Natural language region descriptions
☆ ☆ ☆

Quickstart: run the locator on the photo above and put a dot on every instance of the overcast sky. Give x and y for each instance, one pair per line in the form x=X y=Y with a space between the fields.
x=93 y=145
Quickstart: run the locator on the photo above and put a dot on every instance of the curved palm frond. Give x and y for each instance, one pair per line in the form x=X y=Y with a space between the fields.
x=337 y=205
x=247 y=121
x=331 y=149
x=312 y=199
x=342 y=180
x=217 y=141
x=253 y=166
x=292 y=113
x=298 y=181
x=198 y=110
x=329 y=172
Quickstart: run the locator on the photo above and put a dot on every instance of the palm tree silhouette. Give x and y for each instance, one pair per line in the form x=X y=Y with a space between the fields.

☆ ☆ ☆

ABOUT THIS EXERCISE
The answer should be an exact reproduction of all the entries.

RESPONSE
Quickstart: run the locator on the photo above and put a dot on every instance of the overcast sky. Give x and y for each instance, one pair per line in the form x=X y=Y with a space between the fields.
x=93 y=145
Quickstart: run the locator on the photo above and put a dot on every instance of the curved palm frond. Give x and y for each instance, one pair per line in the form x=X y=Y with a space between the fields.
x=337 y=205
x=247 y=121
x=331 y=149
x=312 y=199
x=342 y=180
x=217 y=141
x=253 y=166
x=292 y=113
x=298 y=181
x=198 y=110
x=329 y=172
Quickstart: run the locator on the photo above and put a dot on every instance of the palm tree silhouette. Give x and y for each instance, one pair per line in the form x=X y=Y with a space between the fields.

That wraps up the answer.